§ Challenge: Collect every line in the entries below that contains the string "Target". Treat uppercase and lowercase as different.

§ Exercise input:
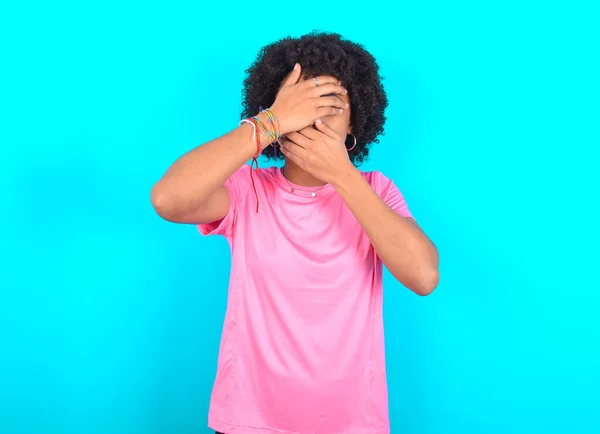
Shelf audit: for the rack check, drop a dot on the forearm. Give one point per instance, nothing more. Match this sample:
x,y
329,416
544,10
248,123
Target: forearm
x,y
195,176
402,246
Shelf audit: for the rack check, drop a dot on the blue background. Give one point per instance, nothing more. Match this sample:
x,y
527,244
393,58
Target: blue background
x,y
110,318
---
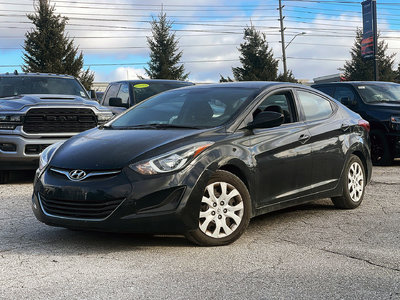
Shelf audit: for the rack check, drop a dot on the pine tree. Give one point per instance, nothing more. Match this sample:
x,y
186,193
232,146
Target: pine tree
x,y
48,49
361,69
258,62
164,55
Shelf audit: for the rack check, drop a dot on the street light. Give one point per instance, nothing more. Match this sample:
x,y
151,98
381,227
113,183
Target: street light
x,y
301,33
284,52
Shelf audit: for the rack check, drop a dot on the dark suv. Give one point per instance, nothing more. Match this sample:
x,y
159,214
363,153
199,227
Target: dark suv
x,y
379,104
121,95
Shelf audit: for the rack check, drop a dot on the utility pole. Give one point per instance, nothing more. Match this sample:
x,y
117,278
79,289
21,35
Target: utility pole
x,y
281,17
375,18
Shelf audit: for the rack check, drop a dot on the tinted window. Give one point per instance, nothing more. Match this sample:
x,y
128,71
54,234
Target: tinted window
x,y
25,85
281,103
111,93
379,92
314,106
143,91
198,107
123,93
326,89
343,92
==
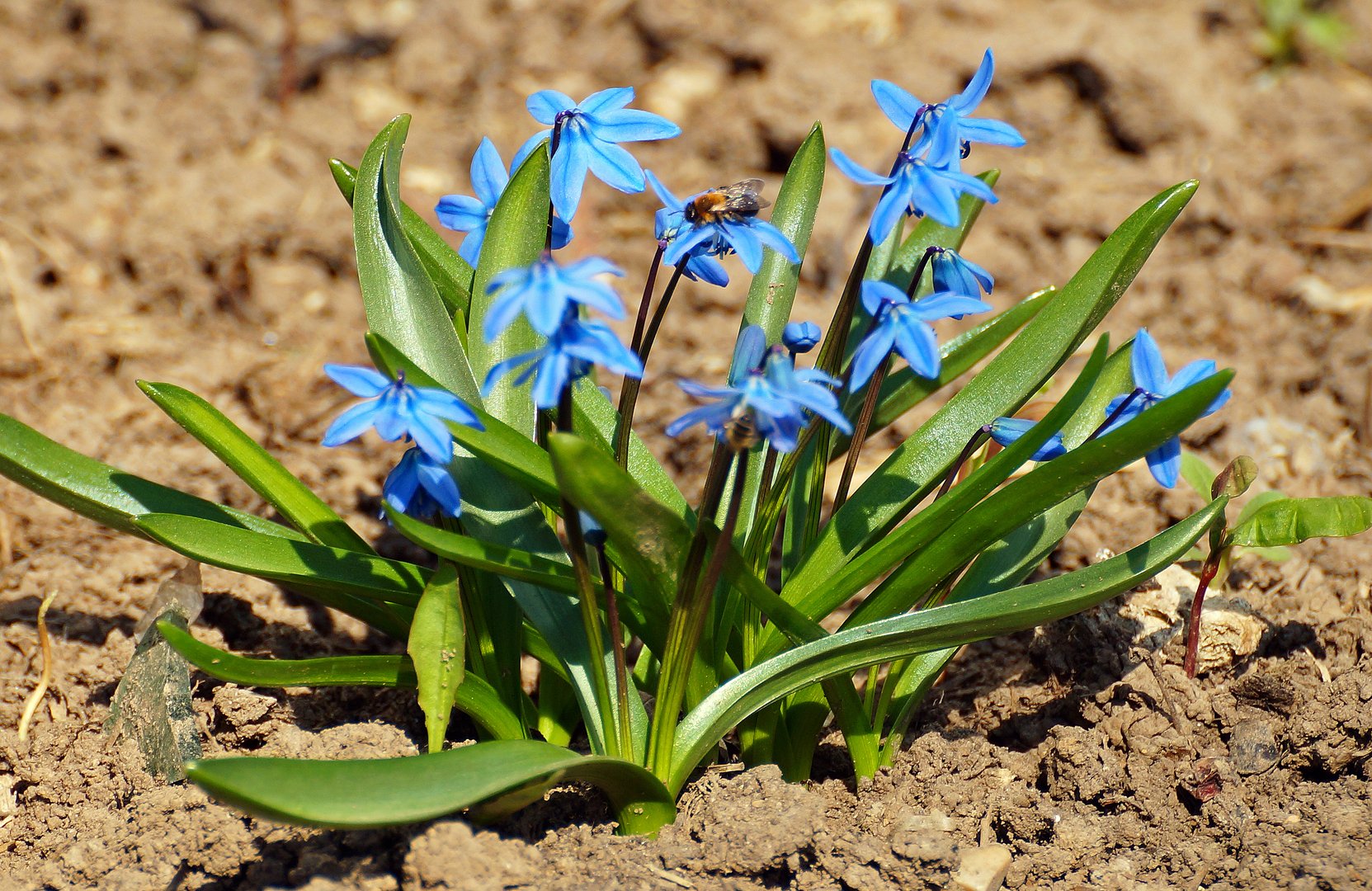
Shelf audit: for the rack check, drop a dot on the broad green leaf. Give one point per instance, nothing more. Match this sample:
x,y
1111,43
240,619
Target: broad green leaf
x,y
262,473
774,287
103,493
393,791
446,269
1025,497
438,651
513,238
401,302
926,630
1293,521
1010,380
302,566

§ Answer to this problem:
Target: forearm
Target: blue background
Target: pine tree
Target: street light
Target: dark suv
Target: utility pole
Target: tinted window
Target: broad green leaf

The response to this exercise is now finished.